**GOAL OF THE EXERCISE:** Copy each line of the entries beneath that contains the word "beach".

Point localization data
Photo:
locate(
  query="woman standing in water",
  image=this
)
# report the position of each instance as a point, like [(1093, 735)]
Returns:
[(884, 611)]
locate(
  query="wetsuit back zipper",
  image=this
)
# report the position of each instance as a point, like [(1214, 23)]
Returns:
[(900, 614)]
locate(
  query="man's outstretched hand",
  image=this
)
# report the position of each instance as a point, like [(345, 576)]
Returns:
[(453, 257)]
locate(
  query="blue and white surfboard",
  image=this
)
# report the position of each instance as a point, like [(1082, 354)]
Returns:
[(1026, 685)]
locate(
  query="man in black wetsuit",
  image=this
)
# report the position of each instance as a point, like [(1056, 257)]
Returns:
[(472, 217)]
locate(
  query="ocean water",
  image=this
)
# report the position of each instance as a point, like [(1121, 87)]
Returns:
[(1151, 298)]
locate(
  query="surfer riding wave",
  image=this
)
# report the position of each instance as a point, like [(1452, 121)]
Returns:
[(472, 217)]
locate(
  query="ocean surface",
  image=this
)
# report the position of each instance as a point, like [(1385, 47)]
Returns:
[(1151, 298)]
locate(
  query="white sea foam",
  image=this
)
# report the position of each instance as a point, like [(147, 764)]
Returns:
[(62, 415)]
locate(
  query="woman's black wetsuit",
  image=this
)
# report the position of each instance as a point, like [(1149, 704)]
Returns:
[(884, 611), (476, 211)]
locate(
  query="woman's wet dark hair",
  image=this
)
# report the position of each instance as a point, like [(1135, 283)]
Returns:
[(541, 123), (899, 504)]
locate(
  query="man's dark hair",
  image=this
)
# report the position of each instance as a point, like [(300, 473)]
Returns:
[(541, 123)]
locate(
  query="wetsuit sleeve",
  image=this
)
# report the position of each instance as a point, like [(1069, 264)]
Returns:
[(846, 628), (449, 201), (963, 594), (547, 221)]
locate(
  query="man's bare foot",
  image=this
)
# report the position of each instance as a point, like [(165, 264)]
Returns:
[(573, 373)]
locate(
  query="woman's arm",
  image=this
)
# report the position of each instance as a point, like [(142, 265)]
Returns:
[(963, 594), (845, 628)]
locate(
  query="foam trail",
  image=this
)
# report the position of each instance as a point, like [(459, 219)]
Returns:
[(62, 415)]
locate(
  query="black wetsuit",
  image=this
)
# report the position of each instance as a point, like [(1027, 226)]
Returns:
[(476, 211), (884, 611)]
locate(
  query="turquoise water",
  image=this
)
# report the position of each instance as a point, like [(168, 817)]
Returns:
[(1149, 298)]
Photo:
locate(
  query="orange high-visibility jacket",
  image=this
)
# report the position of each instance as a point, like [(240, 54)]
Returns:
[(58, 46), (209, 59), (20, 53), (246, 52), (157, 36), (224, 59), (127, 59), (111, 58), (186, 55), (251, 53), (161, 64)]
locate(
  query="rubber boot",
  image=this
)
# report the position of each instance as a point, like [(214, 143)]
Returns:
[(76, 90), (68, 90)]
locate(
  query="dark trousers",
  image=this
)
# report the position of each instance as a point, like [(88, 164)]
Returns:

==

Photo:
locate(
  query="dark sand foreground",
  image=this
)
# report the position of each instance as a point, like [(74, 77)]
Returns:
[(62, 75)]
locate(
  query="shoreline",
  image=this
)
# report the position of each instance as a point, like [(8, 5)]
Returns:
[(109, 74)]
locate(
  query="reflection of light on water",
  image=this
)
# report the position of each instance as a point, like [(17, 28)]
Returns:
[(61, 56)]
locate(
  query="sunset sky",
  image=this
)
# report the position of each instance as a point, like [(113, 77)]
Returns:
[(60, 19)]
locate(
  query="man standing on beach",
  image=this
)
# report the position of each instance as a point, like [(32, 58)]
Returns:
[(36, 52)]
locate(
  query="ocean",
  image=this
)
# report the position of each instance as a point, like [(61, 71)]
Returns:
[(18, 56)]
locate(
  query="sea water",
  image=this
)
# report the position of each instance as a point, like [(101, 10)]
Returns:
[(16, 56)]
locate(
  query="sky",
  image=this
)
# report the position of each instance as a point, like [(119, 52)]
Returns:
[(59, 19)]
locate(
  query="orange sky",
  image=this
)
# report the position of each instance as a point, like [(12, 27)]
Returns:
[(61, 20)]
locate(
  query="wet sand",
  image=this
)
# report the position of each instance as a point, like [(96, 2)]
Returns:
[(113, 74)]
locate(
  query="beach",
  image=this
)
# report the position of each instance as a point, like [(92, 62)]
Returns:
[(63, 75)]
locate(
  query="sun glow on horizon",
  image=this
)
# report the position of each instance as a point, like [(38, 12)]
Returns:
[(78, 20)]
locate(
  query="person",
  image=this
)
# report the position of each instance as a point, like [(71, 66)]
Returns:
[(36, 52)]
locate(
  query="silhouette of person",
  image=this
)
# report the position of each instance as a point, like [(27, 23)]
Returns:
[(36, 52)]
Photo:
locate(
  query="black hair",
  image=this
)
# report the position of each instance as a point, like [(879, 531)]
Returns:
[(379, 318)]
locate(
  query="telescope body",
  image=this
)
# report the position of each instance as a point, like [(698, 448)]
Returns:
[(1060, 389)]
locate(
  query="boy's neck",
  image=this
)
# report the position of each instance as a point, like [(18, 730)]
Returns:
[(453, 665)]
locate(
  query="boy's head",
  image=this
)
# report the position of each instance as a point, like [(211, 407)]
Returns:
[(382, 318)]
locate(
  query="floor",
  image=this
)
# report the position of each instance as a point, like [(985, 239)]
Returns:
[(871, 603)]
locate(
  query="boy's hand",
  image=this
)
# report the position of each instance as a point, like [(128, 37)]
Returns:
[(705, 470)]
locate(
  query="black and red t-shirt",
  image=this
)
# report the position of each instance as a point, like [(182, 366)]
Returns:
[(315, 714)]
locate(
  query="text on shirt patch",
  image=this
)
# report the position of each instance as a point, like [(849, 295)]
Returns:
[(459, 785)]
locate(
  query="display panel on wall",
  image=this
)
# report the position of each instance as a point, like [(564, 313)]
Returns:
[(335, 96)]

==

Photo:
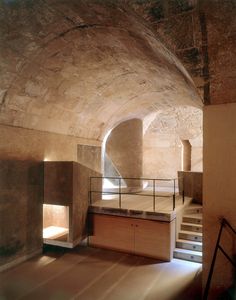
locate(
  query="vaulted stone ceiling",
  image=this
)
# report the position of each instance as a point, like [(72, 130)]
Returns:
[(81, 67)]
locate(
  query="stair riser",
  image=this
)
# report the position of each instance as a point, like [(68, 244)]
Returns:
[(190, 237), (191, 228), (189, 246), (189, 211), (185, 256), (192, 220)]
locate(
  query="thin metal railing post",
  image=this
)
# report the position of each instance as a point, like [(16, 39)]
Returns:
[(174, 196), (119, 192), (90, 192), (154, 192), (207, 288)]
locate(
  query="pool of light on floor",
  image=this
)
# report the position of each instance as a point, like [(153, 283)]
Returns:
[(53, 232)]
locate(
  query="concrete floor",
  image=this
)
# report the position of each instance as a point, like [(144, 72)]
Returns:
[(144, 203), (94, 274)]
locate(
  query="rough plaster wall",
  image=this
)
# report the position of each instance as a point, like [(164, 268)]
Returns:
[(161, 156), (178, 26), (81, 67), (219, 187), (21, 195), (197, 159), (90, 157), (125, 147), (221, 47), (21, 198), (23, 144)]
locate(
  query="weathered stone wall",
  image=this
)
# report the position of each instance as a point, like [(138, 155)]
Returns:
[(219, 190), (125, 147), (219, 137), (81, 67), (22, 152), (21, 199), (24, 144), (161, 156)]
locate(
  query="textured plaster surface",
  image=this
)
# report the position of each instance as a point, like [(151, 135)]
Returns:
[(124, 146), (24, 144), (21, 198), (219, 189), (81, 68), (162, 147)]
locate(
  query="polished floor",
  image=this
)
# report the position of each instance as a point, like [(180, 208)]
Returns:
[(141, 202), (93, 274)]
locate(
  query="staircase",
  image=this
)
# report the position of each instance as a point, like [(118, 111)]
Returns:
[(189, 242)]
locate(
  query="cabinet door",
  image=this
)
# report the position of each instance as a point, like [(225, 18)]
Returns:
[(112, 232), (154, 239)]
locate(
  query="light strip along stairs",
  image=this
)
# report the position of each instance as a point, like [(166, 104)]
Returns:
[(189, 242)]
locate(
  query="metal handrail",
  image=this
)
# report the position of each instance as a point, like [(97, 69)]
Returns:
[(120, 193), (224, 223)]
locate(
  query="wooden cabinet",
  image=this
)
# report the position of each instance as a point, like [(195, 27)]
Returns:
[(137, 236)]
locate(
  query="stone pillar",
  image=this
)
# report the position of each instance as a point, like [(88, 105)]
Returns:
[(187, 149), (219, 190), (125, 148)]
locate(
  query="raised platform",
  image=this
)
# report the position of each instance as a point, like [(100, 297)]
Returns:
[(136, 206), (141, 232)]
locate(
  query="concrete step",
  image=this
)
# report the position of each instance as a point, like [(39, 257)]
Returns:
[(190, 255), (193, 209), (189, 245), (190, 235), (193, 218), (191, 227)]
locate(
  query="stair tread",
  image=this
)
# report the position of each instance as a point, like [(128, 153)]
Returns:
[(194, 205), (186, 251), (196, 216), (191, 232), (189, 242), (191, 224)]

**RESULT FOR THIS EXERCISE:**
  query="man standing on beach",
  query="beach",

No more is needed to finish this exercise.